### Tasks to complete:
1. In the court opinion excerpt below on Alaska's permanent fund dividend, translate this sentence into Spanish: "Compliance with the law is a legitimate consideration when the legislature considers entitlement to public funds."
2. Decide whether each statement agrees with the court opinion excerpt below on Alaska's permanent fund dividend. Answer yes or no, and quote the words from the excerpt that settle it.
(a) The Cosios are minors.
(b) A dividend is described as a matter of grace.
(c) The state constitution sets aside a fixed percentage of mineral lease revenues for the permanent fund.
3. Answer these questions using the court opinion excerpt below on Alaska's permanent fund dividend.
(a) What level of review does the excerpt say the State's dividend eligibility requirement warrants?
(b) Which case is cited as quoting Ch. 21, § 1(b), SLA 1980?
(c) What is the second listed purpose of the dividend program?

### Text segment:
Id. at 223 (emphasis added). Neither of these reasons exists in the present case. First, the Cosios, both adults, are fully “accountable for their disabling status.” Second, a permanent fund dividend is not comparable to education, the deprivation of which leaves the victim irretrievably stigmatized. Rather, a dividend is a matter of grace, a “governmental ‘benefit’ indistinguishable from other forms of social welfare,” id. at 221, which the Plyler Court suggested merits mere rational basis review. Thus, the State‘s dividend eligibility requirement only warrants rational basis review.
As we have recognized elsewhere, three main purposes underlie the Alaska permanеnt fund dividend program:
(1) to provide a mechanism for equitable distribution to the people of Alaska of at least a portion of the state‘s energy wealth derived from the development and production of the natural resources belonging to them as Alaskans;
(2) to encourage persons to maintain their residence in Alaska and to reduce population turnover in the state; and
(3) to encourage increased awareness and involvement by the residents of the state in the management and expenditure of the Alaska permanent fund....
Ch. 21, § 1(b), SLA 1980 (emphasis added), quoted in Williams v. Zobel, 619 P.2d 448, 458 (Alaska 1980), rev‘d, 457 U.S. 55 (1982). We believe that the program‘s permanent residence requirement, as interpreted to require “legal” residence, is rationally related to the attainment of these legitimate purposes.4
First, we agree with the State that “giving dividends to illegal aliens would ... contravene public policy by rewarding individuals for illegal acts.” The State may properly determine that it is inequitable to give the same treatment to those who gain their resident status illegally as opposed to those who do so legally. Compliance with the law is a legitimate consideratiоn when the legislature considers entitlement to public funds. Thus, a regulation distinguishing between law-abiding and law-breaking state residents, and rewarding the former, is rationally related to the purpose of equitably distributing income from the permanent fund.
Third, the State has legitimately tailored dividend eligibility to “encourage increased awareness and involvement by the residents of the state in the management and expenditure of the Alaska permanent fund.” The state constitution requires that twenty-five percent of “all mineral lease [revenues] be placed in [the] permanent fund....”

### Source material:
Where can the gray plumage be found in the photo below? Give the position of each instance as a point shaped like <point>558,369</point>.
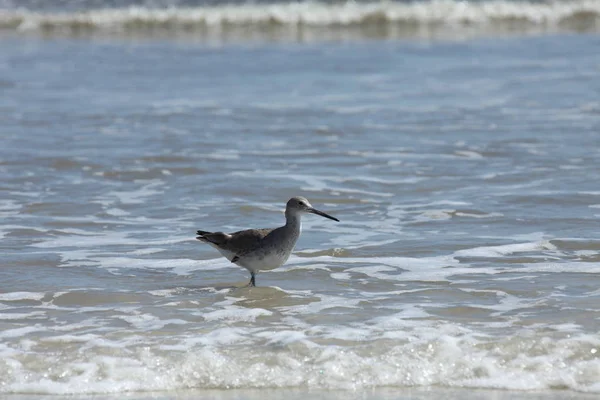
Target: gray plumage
<point>263,249</point>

### Answers by task:
1. El cumplimiento de la ley es una consideración legítima cuando la legislatura examina el derecho a recibir fondos públicos.

2.
(a) No: "the Cosios, both adults"
(b) Yes: "a dividend is a matter of grace"
(c) Yes: "The state constitution requires that twenty-five percent"

3.
(a) Rational basis review.
(b) Williams v. Zobel, 619 P.2d 448, 458 (Alaska 1980).
(c) To encourage persons to maintain their residence in Alaska and to reduce population turnover in the state.